EXCERPTED DATA:
━━━━━━━━━━━━━━━━━━━━━━━━━━━━━━
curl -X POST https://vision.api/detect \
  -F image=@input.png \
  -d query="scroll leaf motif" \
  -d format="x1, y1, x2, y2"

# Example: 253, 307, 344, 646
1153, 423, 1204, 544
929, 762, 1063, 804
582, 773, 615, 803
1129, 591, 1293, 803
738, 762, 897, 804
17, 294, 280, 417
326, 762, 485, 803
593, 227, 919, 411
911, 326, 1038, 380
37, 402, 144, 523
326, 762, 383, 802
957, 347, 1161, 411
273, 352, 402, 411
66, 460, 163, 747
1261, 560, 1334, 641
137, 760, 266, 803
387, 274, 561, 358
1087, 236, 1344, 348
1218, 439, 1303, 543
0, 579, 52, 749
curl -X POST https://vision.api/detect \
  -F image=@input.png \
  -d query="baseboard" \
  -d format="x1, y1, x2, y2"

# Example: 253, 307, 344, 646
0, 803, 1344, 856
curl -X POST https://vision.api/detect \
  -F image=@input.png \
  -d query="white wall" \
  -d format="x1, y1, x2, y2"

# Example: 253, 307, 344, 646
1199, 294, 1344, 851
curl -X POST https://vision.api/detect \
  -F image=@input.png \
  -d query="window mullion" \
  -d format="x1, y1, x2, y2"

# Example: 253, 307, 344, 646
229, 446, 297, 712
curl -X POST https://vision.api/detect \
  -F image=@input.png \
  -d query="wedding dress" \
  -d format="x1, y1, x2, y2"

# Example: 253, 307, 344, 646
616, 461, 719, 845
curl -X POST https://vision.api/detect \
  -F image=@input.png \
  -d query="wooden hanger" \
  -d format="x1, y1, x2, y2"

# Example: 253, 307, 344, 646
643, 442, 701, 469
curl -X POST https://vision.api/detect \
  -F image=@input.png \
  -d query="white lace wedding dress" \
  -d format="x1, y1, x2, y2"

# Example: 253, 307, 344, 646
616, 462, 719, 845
━━━━━━━━━━━━━━━━━━━━━━━━━━━━━━
EXERCISE TASK: Report every line of the entries above that contains the word "wedding", matching case exactly.

RESPONSE:
  -d query="wedding dress" \
  -d query="white lace wedding dress" \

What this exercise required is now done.